* READING TEXT *
-.-.-

Once again, in order to maintain the new
attitudes or "decisions," sustain the
rationalization, and continue to unduly
influence a person's behavior over time,
coercive tactics must be more or less
CONTINUOUSLY applied. A fiery, "hell and
damnation" guilt-ridden sermon from the
pulpit or several hours with a
high-pressure salesman or other single
instances of the so-called peaceful
persuasions do not constitute the
"necessary chords and orchestration" of
a SEQUENCED, continuous, COORDINATED,
and carefully selected PROGRAM of
surreptitious coercion, as found in a
comprehensive program of "coercive
persuasion."
Truly peaceful
religious persuasion practices would
never attempt to force, compel and
dominate the free wills or minds of its
members through coercive behavioral
techniques or covert hypnotism. They
would have no difficulty coexisting
peacefully with U.S. laws meant to
protect the public from such practices.
Looking like peaceful persuasion is
precisely what makes coercive persuasion
less likely to attract attention or to
mobilize opposition. It is also part of
what makes it such a devastating control
technology. Victims of coercive
persuasion have: no signs of physical
abuse, convincing rationalizations for
the radical or abrupt changes in their
behavior, a convincing "sincerity, and
they have been changed so gradually that
they don't oppose it because they
usually aren't even aware of it.
Deciding if coercive persuasion was used
requires case-by-case careful analysis
of all the influence techniques used and
how they were applied. By focusing on
the medium of delivery and process used,
not the message, and on the critical
differences, not the coincidental
similarities, which system was used
becomes clear. The Influence Continuum
helps make the difference between
peaceful persuasion and coercive
persuasion easier to distinguish.

-.-.-

* EXTRACTED MATERIAL *
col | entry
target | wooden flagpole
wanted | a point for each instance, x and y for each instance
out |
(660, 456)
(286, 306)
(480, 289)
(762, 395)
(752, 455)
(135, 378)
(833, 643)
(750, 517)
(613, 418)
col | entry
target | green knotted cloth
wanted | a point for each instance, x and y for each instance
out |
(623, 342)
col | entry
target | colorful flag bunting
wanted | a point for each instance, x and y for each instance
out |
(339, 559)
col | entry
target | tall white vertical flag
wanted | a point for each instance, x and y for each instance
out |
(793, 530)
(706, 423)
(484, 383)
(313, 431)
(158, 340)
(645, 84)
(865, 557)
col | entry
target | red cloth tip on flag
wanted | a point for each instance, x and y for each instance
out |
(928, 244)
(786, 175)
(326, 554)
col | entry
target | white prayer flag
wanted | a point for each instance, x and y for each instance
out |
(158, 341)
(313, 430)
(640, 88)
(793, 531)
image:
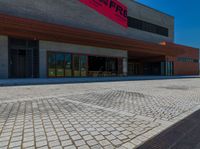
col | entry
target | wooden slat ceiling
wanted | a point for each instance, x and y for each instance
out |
(28, 28)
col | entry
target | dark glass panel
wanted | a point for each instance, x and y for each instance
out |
(68, 65)
(60, 60)
(51, 65)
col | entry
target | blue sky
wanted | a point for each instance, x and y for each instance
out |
(187, 18)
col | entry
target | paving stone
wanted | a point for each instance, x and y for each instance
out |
(116, 112)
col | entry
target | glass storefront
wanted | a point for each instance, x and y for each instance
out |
(77, 65)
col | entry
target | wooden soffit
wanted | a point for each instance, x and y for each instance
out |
(28, 28)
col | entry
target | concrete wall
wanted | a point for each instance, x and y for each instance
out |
(45, 46)
(186, 68)
(74, 13)
(3, 57)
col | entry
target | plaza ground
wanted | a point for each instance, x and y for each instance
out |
(109, 115)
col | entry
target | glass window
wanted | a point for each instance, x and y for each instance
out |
(51, 65)
(76, 62)
(60, 59)
(84, 63)
(68, 65)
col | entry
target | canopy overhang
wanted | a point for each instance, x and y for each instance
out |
(38, 30)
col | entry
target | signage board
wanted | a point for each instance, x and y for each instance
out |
(113, 9)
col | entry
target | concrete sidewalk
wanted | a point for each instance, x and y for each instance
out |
(43, 81)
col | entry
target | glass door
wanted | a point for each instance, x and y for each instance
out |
(51, 65)
(60, 60)
(80, 65)
(84, 63)
(68, 65)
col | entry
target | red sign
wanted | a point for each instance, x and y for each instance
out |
(112, 9)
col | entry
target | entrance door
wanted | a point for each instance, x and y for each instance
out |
(80, 65)
(23, 58)
(133, 69)
(21, 63)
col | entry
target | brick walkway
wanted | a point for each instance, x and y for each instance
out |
(94, 115)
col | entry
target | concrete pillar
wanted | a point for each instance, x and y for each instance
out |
(125, 66)
(3, 57)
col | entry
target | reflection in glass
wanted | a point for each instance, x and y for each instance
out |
(68, 65)
(60, 59)
(51, 65)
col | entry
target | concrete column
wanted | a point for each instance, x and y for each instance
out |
(3, 57)
(125, 66)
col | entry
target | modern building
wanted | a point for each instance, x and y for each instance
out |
(78, 38)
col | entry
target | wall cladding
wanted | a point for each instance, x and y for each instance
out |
(3, 57)
(75, 14)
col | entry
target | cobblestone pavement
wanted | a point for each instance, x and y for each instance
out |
(94, 115)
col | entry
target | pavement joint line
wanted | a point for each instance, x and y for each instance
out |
(103, 108)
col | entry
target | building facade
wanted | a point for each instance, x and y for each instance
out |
(80, 38)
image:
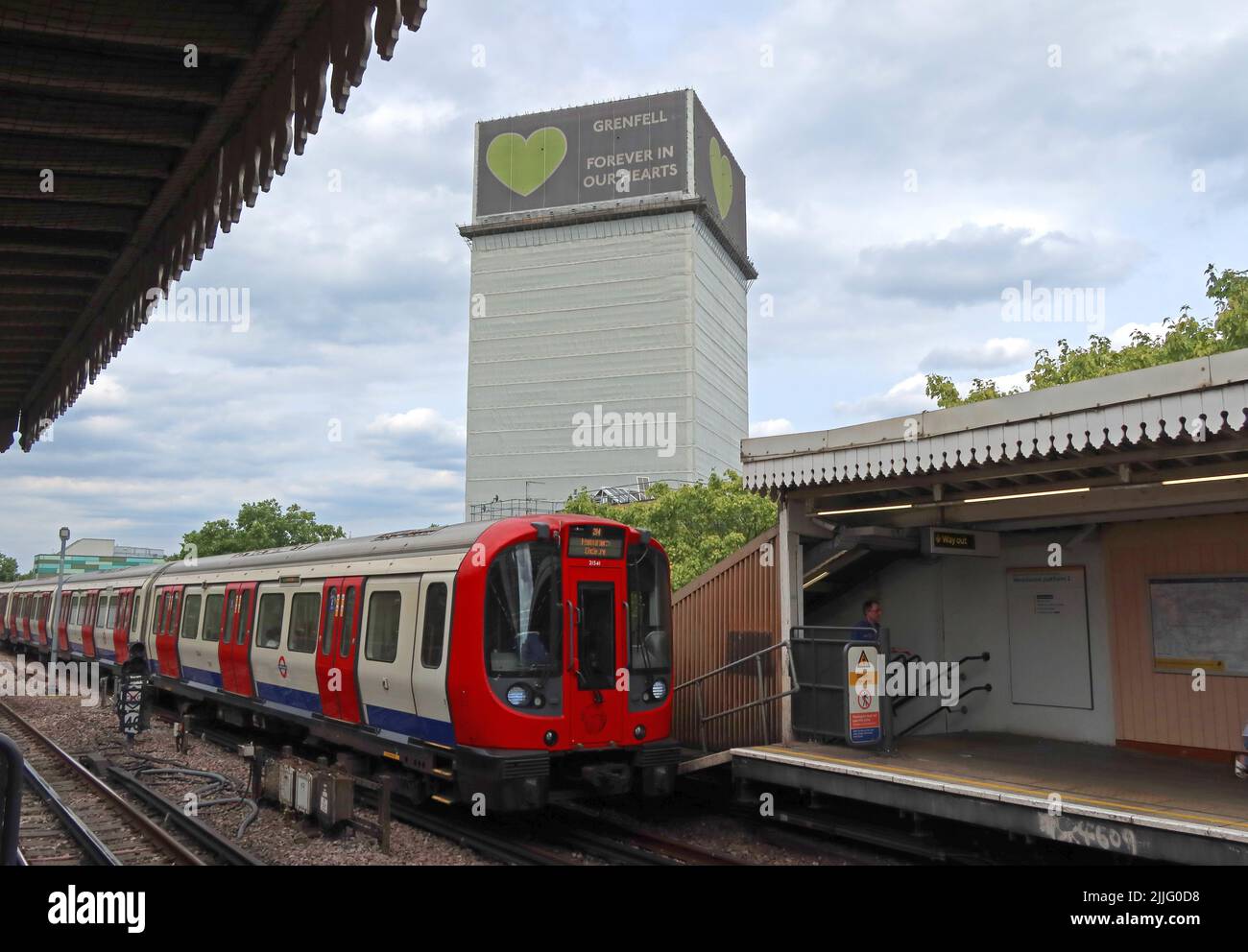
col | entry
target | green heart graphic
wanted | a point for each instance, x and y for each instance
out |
(722, 178)
(523, 165)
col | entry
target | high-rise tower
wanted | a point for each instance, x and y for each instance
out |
(608, 316)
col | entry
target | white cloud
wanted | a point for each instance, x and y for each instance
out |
(1066, 178)
(422, 420)
(996, 352)
(770, 428)
(973, 263)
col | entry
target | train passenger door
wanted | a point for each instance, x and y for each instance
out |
(62, 623)
(121, 624)
(88, 624)
(45, 609)
(235, 645)
(169, 611)
(337, 643)
(594, 590)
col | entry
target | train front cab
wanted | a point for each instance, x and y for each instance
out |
(570, 682)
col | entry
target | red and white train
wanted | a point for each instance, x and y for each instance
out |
(502, 657)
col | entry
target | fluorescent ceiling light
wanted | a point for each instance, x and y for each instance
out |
(869, 510)
(1203, 479)
(1027, 495)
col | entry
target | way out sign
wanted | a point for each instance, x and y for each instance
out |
(864, 678)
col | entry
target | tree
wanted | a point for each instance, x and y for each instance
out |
(1186, 337)
(697, 524)
(260, 526)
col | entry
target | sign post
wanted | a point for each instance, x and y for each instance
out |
(864, 716)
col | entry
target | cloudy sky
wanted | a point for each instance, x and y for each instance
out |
(907, 162)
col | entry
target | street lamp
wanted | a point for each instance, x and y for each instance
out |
(57, 607)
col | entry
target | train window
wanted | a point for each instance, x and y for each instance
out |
(381, 640)
(304, 613)
(649, 610)
(269, 628)
(522, 611)
(191, 616)
(213, 607)
(244, 618)
(435, 624)
(327, 634)
(348, 620)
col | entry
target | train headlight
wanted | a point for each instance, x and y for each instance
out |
(519, 695)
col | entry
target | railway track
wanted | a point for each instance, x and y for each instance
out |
(628, 844)
(71, 819)
(211, 846)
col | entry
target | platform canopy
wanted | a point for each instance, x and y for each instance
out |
(1147, 443)
(132, 131)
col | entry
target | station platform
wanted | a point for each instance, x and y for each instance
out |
(1126, 801)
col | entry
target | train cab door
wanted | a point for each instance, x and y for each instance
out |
(337, 644)
(594, 583)
(169, 613)
(233, 649)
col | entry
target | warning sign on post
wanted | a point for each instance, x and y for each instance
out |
(864, 724)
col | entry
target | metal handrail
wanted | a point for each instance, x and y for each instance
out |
(11, 823)
(700, 680)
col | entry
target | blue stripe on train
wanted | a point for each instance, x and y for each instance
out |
(411, 726)
(290, 697)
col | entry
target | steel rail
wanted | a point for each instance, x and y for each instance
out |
(140, 825)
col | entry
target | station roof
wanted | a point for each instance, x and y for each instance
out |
(130, 133)
(1111, 443)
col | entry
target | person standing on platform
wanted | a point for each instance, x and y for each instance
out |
(869, 628)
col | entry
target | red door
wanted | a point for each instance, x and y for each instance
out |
(88, 624)
(45, 607)
(341, 607)
(62, 620)
(169, 613)
(121, 626)
(594, 590)
(233, 649)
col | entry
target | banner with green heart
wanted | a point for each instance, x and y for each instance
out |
(722, 178)
(524, 165)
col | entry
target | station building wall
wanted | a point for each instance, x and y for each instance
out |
(949, 607)
(1159, 709)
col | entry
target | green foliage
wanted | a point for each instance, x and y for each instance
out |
(697, 524)
(1186, 337)
(260, 526)
(945, 391)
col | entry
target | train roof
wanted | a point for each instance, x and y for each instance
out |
(411, 541)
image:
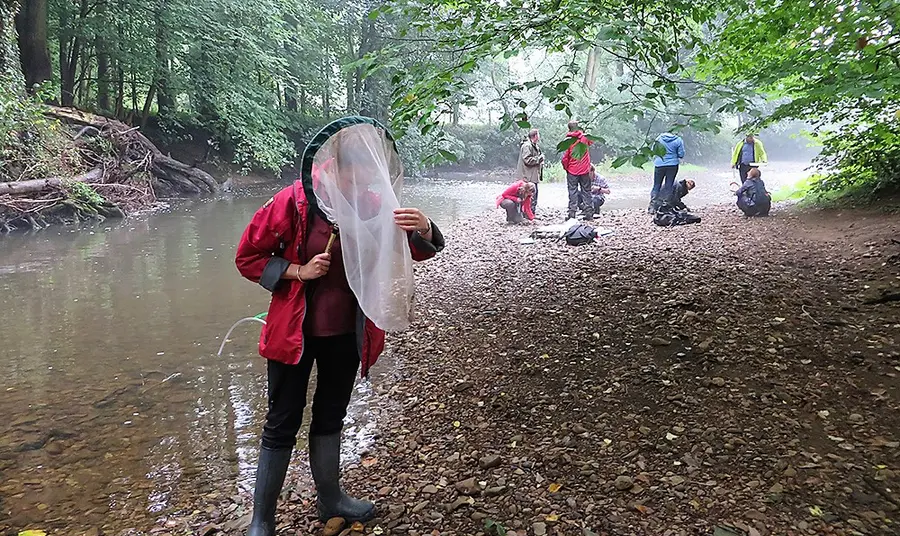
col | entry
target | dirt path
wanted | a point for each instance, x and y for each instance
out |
(724, 378)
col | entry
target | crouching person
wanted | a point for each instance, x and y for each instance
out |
(516, 200)
(752, 197)
(681, 189)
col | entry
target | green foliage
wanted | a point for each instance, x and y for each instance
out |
(83, 194)
(862, 155)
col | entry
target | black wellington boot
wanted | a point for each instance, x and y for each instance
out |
(269, 479)
(325, 464)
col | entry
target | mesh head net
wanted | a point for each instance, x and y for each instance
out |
(356, 179)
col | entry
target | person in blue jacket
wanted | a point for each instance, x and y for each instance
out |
(665, 168)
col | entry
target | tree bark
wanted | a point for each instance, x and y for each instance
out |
(39, 185)
(165, 101)
(31, 23)
(102, 75)
(170, 176)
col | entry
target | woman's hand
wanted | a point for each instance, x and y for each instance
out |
(315, 268)
(413, 220)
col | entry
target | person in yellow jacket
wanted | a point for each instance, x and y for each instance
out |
(747, 151)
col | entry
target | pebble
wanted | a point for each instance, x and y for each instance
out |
(490, 461)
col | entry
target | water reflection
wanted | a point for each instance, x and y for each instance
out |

-.-.-

* TASK LIST *
1. According to the passage on coercive persuasion, what makes the difference between peaceful and coercive persuasion easier to distinguish?
2. Go on with the passage on coercive persuasion, starting right after its final sentence.

* TASK-BY-TASK ANSWERS *
1. The Influence Continuum.

2.
Jim Jones of
JonesTown
VARIABLES
Not all tactics
used in a coercive persuasion type
environment will always be coercive. Some
tactics of an innocuous or cloaking nature
will be mixed in.
Not all
individuals exposed to coercive persuasion
or thought reform programs are effectively
coerced into becoming participants.
How individual
suggestibility, psychological and
physiological strengths, weakness, and
differences react with the degree of
severity, continuity, and comprehensiveness
in which the various tactics and content of
a coercive persuasion program are applied,
determine the program's effectiveness and/or
the degree of severity of damage caused to
its victims.
For example, in
United States v. Lee 455 U.S. 252, 257-258
(1982), the California Supreme Court found
that
"when a
person is subjected to coercive
persuasion without his knowledge or
consent... [he may] develop serious and
sometimes irreversible physical and
psychiatric disorders, up to and
including schizophrenia,
self-mutilation, and suicide."
WHAT ARE THE CRITERIA OF A
COERCIVE PERSUASION PROGRAM?
A).
Determine if the subject individual held
enough knowledge and volitional capacity
to make the decision to change his or
her ideas or beliefs.
B).
Determine whether that individual did,
in fact, adopt, affirm, or reject those
ideas or beliefs on his own.
C). Then, if
necessary, all that should be examined
is the behavioral processes used, not
ideological content. One needs to
examine only the behavioral processes
used in their "conversion." Each alleged
coercive persuasion situation should be
reviewed on a case-by-case basis. The
characteristics of coercive persuasion
programs are severe, well-understood,
and they are not accidental.
COERCIVE PERSUASION IS NOT VOLUNTARY,
PEACEFUL, RELIGIOUS PRACTICE OR CENTRAL TO
ANY BONA FIDE RELIGION.
Coercive
persuasion is not a religious practice, it
is a control technology. It is not a belief
or ideology, it is a technological process.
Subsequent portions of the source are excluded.